> _Exercise_
Rescale the point coordinates in the listing below, from the line holding "Target: green grass field" through the end of the listing, inclusive, by multiplying each one by 2.05 and rounding to the nearest whole number, with halves rounding up. Write out every line in that range again, leaving all other text as it is.

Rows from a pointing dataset
_ _ _ _ _

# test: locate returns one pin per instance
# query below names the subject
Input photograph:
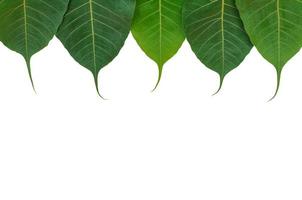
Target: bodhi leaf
(275, 28)
(27, 26)
(216, 34)
(94, 31)
(157, 28)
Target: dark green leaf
(275, 28)
(94, 31)
(216, 34)
(27, 26)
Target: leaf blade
(28, 26)
(157, 28)
(274, 27)
(216, 34)
(94, 31)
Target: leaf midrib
(92, 34)
(279, 33)
(25, 31)
(222, 35)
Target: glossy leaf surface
(27, 26)
(216, 34)
(158, 29)
(94, 31)
(275, 28)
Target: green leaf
(94, 31)
(27, 26)
(216, 34)
(275, 28)
(157, 28)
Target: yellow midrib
(160, 31)
(279, 33)
(93, 34)
(25, 30)
(222, 34)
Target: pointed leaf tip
(30, 75)
(220, 85)
(278, 85)
(160, 72)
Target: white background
(178, 143)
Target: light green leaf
(27, 26)
(216, 34)
(157, 28)
(94, 31)
(275, 28)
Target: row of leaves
(220, 32)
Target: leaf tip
(278, 85)
(96, 82)
(160, 72)
(220, 85)
(30, 75)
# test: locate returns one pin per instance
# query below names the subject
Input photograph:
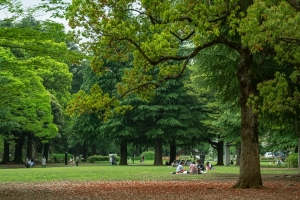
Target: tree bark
(158, 152)
(19, 147)
(238, 155)
(77, 149)
(29, 145)
(250, 176)
(172, 152)
(123, 150)
(94, 149)
(85, 152)
(5, 158)
(220, 151)
(46, 151)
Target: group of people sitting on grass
(29, 162)
(194, 169)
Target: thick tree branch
(183, 39)
(295, 4)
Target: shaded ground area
(275, 187)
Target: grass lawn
(102, 171)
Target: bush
(292, 159)
(149, 155)
(60, 157)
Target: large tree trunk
(172, 152)
(158, 152)
(250, 176)
(220, 151)
(123, 151)
(5, 158)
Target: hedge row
(94, 158)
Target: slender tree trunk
(19, 147)
(172, 152)
(123, 151)
(29, 145)
(85, 152)
(46, 151)
(238, 155)
(77, 149)
(158, 152)
(298, 131)
(220, 151)
(250, 176)
(5, 158)
(94, 149)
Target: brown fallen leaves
(212, 190)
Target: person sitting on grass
(200, 166)
(193, 168)
(209, 166)
(179, 169)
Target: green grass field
(103, 171)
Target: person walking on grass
(193, 168)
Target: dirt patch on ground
(215, 188)
(148, 190)
(275, 187)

_ _ _ _ _

> _Complete output_
Target: green grass field
(211, 351)
Target: person walking on grass
(396, 344)
Target: dirt patch on ground
(441, 385)
(303, 390)
(564, 383)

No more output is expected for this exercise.